• PAGE EXTRACT:

------------------------------

Improving the supply of medicines in Fiji, natural resource management in the Mekong, and the health of livestock in Cambodia and Laos are among 20 new projects to be undertaken as part of the New Colombo Plan.
“This is a wonderful way for the University to engage with entrepreneurial Asia. It allows our students to experience cross-cultural learning, corporate and community engagement and the challenges of entrepreneurship and innovation."
The federal government announced the $AU20 million of funding for the 2016 phase of the plan, which will send more than 5,450 students across Australia on internships and study programs to 28 locations throughout the Indo-Pacific region. Overall the government has committed $100 million over five years to this major initiative to enhance knowledge of the Indo-Pacific region.
Since the scheme first launched in December 2013, the University has received funding to send 189 students to Indonesia, Japan, China and Laos. In a major expansion of the University’s involvement, this year’s announcement supports 304 students undertaking projects in those four countries and eight more: India, Cambodia, Samoa, Vietnam, Fiji, Thailand, the Solomon Islands, Indonesia and Myanmar.
“We are delighted to have government support for such a large number of projects, spread across ten faculties and including the involvement of the Sydney Southeast Asia Centre (SSEAC), United States Studies Centre and the China Studies Centre,” said Professor Michele Ford, Director of SSEAC.
SSEAC will be involved in five interdisciplinary projects, leading two field schools to Indonesia and supporting three remote and rural enterprise programs in Indonesia, Myanmar and Vietnam.
“This is a wonderful way for the University to engage with entrepreneurial Asia. It allows our students to experience cross-cultural learning, corporate and community engagement and the challenges of entrepreneurship and innovation. They will be working to resolve real-life commercial problems for entrepreneurial businesses in Asia,” said Dr Richard Seymour, Program Director of Entrepreneurship and Innovation, at the University of Sydney Business School.
“We have a long history of engaging across Southeast Asia, India and China, and this funding allows us to deepen relationships that have grown between partner Universities, entrepreneurial businesses, and our own initiatives such as those developing entrepreneurial women and entrepreneurship in people with disabilities.”
The involvement of students from a range of disciplines is an important feature of many of the University’s New Colombo Plan initiatives. Reflecting on her experience in Batam, Indonesia, on a SSEAC interdisciplinary field school, Bachelor of Health Sciences student Veiongo Lamipeti, commented: “Interdisciplinary fieldwork is not only challenging but it is one of the best learning opportunities that I have personally ever experienced…Each discipline brings a different perspective, attitude and approach to our fieldwork. This group is the epitome of the idea that diversity enhances productivity, creativity and as a result, enhances everyone’s understanding of the area of research.”

------------------------------

(Data for grounding objects from natural-language descriptions)
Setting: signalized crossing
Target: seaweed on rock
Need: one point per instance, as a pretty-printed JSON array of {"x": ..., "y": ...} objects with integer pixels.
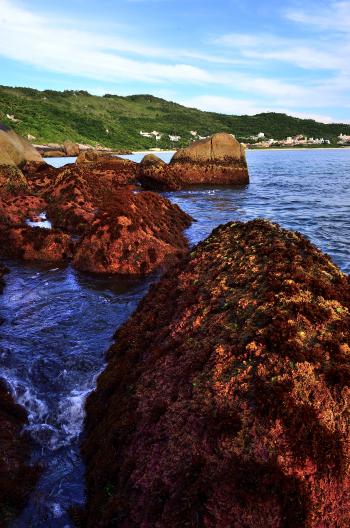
[{"x": 225, "y": 400}]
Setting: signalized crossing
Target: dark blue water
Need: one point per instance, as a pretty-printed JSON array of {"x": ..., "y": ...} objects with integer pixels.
[{"x": 58, "y": 322}]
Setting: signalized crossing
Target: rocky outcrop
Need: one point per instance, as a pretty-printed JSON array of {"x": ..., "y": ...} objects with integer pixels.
[
  {"x": 92, "y": 155},
  {"x": 79, "y": 190},
  {"x": 218, "y": 160},
  {"x": 15, "y": 151},
  {"x": 17, "y": 478},
  {"x": 135, "y": 234},
  {"x": 225, "y": 398},
  {"x": 71, "y": 149},
  {"x": 54, "y": 154},
  {"x": 155, "y": 175},
  {"x": 97, "y": 217},
  {"x": 35, "y": 243}
]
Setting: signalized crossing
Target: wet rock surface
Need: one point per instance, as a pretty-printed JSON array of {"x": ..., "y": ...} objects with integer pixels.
[
  {"x": 217, "y": 160},
  {"x": 94, "y": 213},
  {"x": 135, "y": 233},
  {"x": 225, "y": 398}
]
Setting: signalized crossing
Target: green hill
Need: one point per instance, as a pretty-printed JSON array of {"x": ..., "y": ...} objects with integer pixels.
[{"x": 52, "y": 116}]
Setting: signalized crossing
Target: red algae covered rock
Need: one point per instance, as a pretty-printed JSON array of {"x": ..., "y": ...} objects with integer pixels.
[
  {"x": 79, "y": 190},
  {"x": 225, "y": 400},
  {"x": 35, "y": 243},
  {"x": 135, "y": 234},
  {"x": 39, "y": 175},
  {"x": 17, "y": 478},
  {"x": 15, "y": 210}
]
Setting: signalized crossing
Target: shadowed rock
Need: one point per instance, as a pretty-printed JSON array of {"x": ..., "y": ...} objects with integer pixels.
[{"x": 225, "y": 398}]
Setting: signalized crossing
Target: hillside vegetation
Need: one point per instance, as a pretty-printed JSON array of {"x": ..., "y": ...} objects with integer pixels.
[{"x": 115, "y": 121}]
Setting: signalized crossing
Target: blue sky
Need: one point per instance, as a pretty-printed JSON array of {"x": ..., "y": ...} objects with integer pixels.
[{"x": 239, "y": 57}]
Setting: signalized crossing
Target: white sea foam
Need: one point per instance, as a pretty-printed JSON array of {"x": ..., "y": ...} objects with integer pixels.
[{"x": 44, "y": 223}]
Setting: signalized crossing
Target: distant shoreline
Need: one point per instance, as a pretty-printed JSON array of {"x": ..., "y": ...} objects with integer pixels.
[{"x": 300, "y": 148}]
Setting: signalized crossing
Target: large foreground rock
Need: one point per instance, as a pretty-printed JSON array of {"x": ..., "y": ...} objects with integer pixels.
[
  {"x": 15, "y": 151},
  {"x": 135, "y": 234},
  {"x": 218, "y": 160},
  {"x": 225, "y": 401}
]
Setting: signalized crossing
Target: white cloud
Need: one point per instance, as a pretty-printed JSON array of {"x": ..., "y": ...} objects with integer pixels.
[
  {"x": 230, "y": 105},
  {"x": 335, "y": 17},
  {"x": 304, "y": 53},
  {"x": 41, "y": 42}
]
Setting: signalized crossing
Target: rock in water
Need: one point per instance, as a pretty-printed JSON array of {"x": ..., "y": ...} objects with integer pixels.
[
  {"x": 15, "y": 151},
  {"x": 225, "y": 401},
  {"x": 156, "y": 176},
  {"x": 135, "y": 234},
  {"x": 71, "y": 149},
  {"x": 217, "y": 160}
]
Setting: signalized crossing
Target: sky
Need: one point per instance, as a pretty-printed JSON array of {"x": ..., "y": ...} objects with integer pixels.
[{"x": 229, "y": 56}]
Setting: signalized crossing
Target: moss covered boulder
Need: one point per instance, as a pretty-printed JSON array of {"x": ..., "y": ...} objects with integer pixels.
[{"x": 225, "y": 400}]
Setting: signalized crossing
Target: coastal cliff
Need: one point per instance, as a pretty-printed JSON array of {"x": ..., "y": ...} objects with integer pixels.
[{"x": 225, "y": 398}]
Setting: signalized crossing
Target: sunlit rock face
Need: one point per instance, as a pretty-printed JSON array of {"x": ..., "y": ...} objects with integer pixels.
[
  {"x": 15, "y": 151},
  {"x": 155, "y": 175},
  {"x": 98, "y": 217},
  {"x": 225, "y": 398},
  {"x": 134, "y": 234},
  {"x": 217, "y": 160}
]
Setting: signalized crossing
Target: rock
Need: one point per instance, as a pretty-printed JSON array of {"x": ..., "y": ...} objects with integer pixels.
[
  {"x": 39, "y": 176},
  {"x": 71, "y": 149},
  {"x": 96, "y": 154},
  {"x": 17, "y": 478},
  {"x": 14, "y": 211},
  {"x": 92, "y": 155},
  {"x": 54, "y": 154},
  {"x": 135, "y": 234},
  {"x": 15, "y": 151},
  {"x": 35, "y": 243},
  {"x": 79, "y": 189},
  {"x": 226, "y": 395},
  {"x": 218, "y": 160},
  {"x": 156, "y": 176}
]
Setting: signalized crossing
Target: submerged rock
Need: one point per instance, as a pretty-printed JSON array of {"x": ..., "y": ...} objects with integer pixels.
[
  {"x": 35, "y": 243},
  {"x": 134, "y": 234},
  {"x": 156, "y": 176},
  {"x": 90, "y": 155},
  {"x": 218, "y": 160},
  {"x": 15, "y": 151},
  {"x": 71, "y": 149},
  {"x": 225, "y": 398}
]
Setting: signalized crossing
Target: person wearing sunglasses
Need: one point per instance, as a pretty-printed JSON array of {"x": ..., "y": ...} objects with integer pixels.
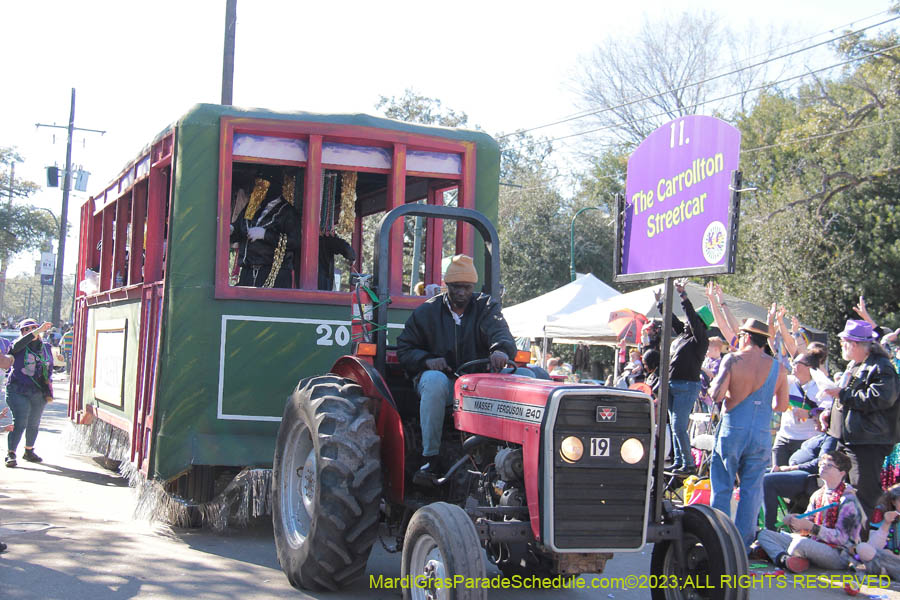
[
  {"x": 830, "y": 528},
  {"x": 29, "y": 388}
]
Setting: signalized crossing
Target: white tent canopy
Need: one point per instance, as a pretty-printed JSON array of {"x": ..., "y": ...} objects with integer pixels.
[
  {"x": 528, "y": 318},
  {"x": 591, "y": 324}
]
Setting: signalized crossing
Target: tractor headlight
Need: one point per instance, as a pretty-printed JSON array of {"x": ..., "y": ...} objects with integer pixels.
[
  {"x": 632, "y": 451},
  {"x": 571, "y": 449}
]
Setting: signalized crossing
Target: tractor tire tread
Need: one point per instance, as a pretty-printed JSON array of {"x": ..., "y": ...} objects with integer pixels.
[{"x": 343, "y": 525}]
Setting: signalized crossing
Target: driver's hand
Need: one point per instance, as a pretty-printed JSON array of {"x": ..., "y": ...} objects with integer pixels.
[
  {"x": 498, "y": 360},
  {"x": 437, "y": 364}
]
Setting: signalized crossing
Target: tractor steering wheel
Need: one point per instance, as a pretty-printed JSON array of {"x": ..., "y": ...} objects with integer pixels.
[{"x": 482, "y": 361}]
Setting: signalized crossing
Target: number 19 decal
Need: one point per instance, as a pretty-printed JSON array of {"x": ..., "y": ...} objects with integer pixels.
[{"x": 599, "y": 446}]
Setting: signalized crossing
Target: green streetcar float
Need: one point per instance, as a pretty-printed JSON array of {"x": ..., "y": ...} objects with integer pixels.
[{"x": 191, "y": 328}]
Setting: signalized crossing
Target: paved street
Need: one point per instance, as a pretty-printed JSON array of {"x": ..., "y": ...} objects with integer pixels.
[{"x": 71, "y": 535}]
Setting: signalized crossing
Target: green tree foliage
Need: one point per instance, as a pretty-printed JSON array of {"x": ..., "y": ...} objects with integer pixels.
[
  {"x": 415, "y": 108},
  {"x": 823, "y": 227},
  {"x": 534, "y": 216},
  {"x": 22, "y": 227}
]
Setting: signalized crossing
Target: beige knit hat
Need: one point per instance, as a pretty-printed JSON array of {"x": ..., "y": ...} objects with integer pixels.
[{"x": 461, "y": 270}]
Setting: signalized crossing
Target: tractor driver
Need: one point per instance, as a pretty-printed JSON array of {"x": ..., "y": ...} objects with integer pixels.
[{"x": 445, "y": 332}]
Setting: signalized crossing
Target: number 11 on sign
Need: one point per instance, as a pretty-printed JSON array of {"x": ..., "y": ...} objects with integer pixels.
[{"x": 681, "y": 140}]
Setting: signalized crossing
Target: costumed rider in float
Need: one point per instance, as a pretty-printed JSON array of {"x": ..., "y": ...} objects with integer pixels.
[
  {"x": 268, "y": 234},
  {"x": 448, "y": 330}
]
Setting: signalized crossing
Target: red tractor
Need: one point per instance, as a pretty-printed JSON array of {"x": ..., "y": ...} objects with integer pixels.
[{"x": 548, "y": 478}]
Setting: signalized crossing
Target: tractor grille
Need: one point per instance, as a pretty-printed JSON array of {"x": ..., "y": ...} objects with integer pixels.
[{"x": 600, "y": 502}]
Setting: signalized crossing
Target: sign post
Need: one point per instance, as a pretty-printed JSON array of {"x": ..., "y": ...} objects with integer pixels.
[
  {"x": 48, "y": 263},
  {"x": 679, "y": 218}
]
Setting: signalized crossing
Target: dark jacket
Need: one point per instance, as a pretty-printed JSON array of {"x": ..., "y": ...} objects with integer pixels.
[
  {"x": 807, "y": 457},
  {"x": 689, "y": 347},
  {"x": 281, "y": 219},
  {"x": 32, "y": 365},
  {"x": 868, "y": 406},
  {"x": 430, "y": 332}
]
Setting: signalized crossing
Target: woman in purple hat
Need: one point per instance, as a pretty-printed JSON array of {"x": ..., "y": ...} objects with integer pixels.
[
  {"x": 28, "y": 389},
  {"x": 865, "y": 416}
]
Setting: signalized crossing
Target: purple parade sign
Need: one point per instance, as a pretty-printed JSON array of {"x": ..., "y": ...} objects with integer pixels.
[{"x": 677, "y": 200}]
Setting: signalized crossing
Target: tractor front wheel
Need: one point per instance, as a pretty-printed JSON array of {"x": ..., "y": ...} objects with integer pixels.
[
  {"x": 441, "y": 542},
  {"x": 713, "y": 559},
  {"x": 326, "y": 484}
]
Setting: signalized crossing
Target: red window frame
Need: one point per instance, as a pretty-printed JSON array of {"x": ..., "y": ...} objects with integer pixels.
[
  {"x": 315, "y": 134},
  {"x": 137, "y": 197}
]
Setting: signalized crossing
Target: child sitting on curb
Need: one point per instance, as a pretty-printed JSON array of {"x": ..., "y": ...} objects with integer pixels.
[{"x": 821, "y": 539}]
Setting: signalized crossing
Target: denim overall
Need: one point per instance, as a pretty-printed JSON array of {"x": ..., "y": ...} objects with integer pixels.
[{"x": 744, "y": 448}]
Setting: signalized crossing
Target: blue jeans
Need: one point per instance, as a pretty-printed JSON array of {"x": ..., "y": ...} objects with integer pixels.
[
  {"x": 742, "y": 449},
  {"x": 27, "y": 406},
  {"x": 682, "y": 395},
  {"x": 435, "y": 395}
]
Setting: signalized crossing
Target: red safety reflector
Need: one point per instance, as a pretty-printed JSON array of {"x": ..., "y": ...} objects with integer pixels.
[{"x": 365, "y": 349}]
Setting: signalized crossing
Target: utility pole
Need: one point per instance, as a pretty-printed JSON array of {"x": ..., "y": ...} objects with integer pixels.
[
  {"x": 4, "y": 260},
  {"x": 228, "y": 55},
  {"x": 572, "y": 240},
  {"x": 67, "y": 184}
]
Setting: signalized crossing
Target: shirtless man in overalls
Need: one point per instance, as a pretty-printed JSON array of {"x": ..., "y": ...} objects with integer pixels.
[{"x": 752, "y": 385}]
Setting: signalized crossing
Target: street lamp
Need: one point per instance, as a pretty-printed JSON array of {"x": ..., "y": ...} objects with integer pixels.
[{"x": 572, "y": 239}]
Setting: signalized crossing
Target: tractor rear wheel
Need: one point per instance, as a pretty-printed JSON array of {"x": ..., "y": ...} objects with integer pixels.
[
  {"x": 441, "y": 542},
  {"x": 714, "y": 557},
  {"x": 326, "y": 484}
]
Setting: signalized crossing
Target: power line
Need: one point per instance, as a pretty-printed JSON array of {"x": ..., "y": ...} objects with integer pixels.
[
  {"x": 582, "y": 115},
  {"x": 820, "y": 136},
  {"x": 725, "y": 97}
]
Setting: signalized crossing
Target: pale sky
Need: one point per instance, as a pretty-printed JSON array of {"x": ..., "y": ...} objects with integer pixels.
[{"x": 138, "y": 66}]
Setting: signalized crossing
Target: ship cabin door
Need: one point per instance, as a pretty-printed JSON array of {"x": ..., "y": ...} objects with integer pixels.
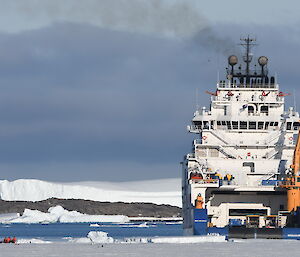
[{"x": 248, "y": 167}]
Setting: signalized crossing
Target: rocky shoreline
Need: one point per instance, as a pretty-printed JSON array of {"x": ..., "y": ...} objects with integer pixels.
[{"x": 94, "y": 207}]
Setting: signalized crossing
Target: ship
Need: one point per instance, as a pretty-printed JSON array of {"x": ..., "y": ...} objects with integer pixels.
[{"x": 237, "y": 179}]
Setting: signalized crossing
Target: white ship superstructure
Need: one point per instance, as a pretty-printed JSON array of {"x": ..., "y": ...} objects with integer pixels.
[{"x": 244, "y": 148}]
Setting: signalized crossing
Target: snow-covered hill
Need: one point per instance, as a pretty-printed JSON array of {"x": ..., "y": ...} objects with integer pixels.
[{"x": 164, "y": 191}]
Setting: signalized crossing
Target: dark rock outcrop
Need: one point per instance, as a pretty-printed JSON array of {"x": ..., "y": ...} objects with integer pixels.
[{"x": 94, "y": 208}]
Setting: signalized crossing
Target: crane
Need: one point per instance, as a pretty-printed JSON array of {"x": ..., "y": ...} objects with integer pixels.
[{"x": 293, "y": 180}]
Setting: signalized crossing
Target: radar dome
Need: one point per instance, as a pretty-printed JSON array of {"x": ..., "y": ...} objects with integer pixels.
[
  {"x": 232, "y": 60},
  {"x": 263, "y": 60}
]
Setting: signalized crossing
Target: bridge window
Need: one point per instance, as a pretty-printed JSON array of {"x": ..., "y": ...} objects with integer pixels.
[
  {"x": 243, "y": 125},
  {"x": 264, "y": 109},
  {"x": 252, "y": 125},
  {"x": 260, "y": 125},
  {"x": 235, "y": 125},
  {"x": 250, "y": 109},
  {"x": 296, "y": 125}
]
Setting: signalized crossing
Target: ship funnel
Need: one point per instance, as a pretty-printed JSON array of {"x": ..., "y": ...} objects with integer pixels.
[
  {"x": 232, "y": 60},
  {"x": 263, "y": 60}
]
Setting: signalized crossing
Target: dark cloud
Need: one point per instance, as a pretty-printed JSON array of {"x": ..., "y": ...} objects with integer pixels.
[{"x": 82, "y": 103}]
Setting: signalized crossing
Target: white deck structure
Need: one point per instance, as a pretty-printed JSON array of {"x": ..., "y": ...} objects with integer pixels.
[{"x": 245, "y": 135}]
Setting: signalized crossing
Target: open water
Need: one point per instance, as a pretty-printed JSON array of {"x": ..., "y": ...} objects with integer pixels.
[{"x": 63, "y": 231}]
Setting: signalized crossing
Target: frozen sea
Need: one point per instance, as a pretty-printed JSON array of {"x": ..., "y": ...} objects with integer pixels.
[
  {"x": 59, "y": 237},
  {"x": 247, "y": 248},
  {"x": 63, "y": 231}
]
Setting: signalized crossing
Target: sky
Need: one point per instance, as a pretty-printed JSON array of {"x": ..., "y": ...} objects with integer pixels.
[{"x": 104, "y": 90}]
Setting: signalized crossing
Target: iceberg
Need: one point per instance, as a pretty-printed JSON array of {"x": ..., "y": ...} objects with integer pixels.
[
  {"x": 164, "y": 191},
  {"x": 59, "y": 214}
]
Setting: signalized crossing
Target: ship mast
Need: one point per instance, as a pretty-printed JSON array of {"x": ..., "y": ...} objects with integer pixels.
[{"x": 248, "y": 56}]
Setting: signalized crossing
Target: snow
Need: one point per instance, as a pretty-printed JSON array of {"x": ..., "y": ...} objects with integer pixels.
[
  {"x": 99, "y": 237},
  {"x": 164, "y": 191},
  {"x": 59, "y": 214},
  {"x": 188, "y": 239},
  {"x": 247, "y": 248},
  {"x": 6, "y": 217},
  {"x": 32, "y": 241}
]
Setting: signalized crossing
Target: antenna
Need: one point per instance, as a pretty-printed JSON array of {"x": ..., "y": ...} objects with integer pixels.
[
  {"x": 197, "y": 105},
  {"x": 248, "y": 56},
  {"x": 295, "y": 103}
]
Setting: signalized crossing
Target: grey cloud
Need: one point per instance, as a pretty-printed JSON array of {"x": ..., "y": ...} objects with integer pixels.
[{"x": 76, "y": 99}]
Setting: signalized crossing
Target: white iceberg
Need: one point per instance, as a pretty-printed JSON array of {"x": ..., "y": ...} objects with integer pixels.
[
  {"x": 7, "y": 217},
  {"x": 59, "y": 214},
  {"x": 164, "y": 191},
  {"x": 32, "y": 241}
]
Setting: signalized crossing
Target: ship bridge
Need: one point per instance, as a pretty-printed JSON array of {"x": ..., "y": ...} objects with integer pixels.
[{"x": 245, "y": 142}]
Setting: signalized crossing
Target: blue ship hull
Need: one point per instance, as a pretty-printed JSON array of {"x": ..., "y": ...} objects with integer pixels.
[{"x": 200, "y": 227}]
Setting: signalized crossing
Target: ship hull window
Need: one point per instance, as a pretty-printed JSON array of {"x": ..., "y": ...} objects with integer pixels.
[
  {"x": 252, "y": 125},
  {"x": 245, "y": 212},
  {"x": 205, "y": 125},
  {"x": 267, "y": 125},
  {"x": 243, "y": 125},
  {"x": 228, "y": 124},
  {"x": 225, "y": 110}
]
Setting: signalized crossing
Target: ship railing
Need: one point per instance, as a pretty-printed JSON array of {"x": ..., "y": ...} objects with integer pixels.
[
  {"x": 238, "y": 99},
  {"x": 272, "y": 182},
  {"x": 191, "y": 156},
  {"x": 205, "y": 181},
  {"x": 276, "y": 183},
  {"x": 225, "y": 84}
]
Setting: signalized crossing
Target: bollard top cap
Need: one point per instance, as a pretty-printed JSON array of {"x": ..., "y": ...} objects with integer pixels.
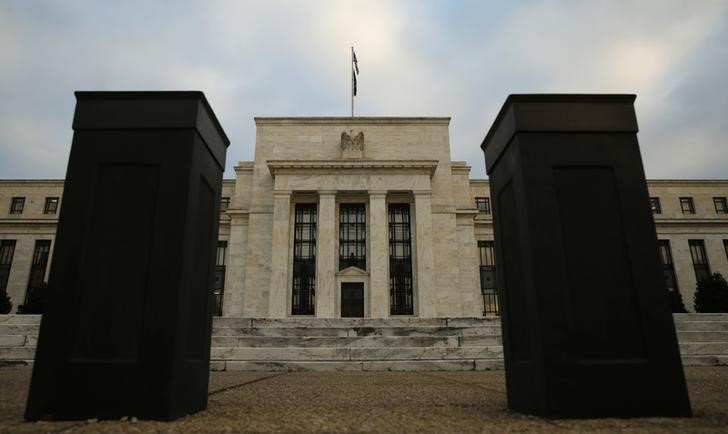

------------------------------

• WHAT TO DO:
1. Transcribe the passage of the New Colombo Plan article starting with "The federal government" and going on through "Indonesia and Myanmar.".
2. Based on the New Colombo Plan article, is each statement correct? Answer yes or no for each and quote the words that decide it. (a) Before this year's announcement, the University had received funding to send 189 students to Indonesia, Japan, China and Laos. (b) SSEAC will lead three field schools to Indonesia. (c) The government has committed $100 million over five years to the initiative.
The records have no connection to the text.

• ANSWERS FOR THIS EXERCISE:
1.
The federal government announced the $AU20 million of funding for the 2016 phase of the plan, which will send more than 5,450 students across Australia on internships and study programs to 28 locations throughout the Indo-Pacific region. Overall the government has committed $100 million over five years to this major initiative to enhance knowledge of the Indo-Pacific region.
Since the scheme first launched in December 2013, the University has received funding to send 189 students to Indonesia, Japan, China and Laos. In a major expansion of the University’s involvement, this year’s announcement supports 304 students undertaking projects in those four countries and eight more: India, Cambodia, Samoa, Vietnam, Fiji, Thailand, the Solomon Islands, Indonesia and Myanmar.

2.
(a) Yes: "the University has received funding to send 189 students to Indonesia, Japan, China and Laos."
(b) No: "leading two field schools to Indonesia"
(c) Yes: "Overall the government has committed $100 million over five years to this major initiative"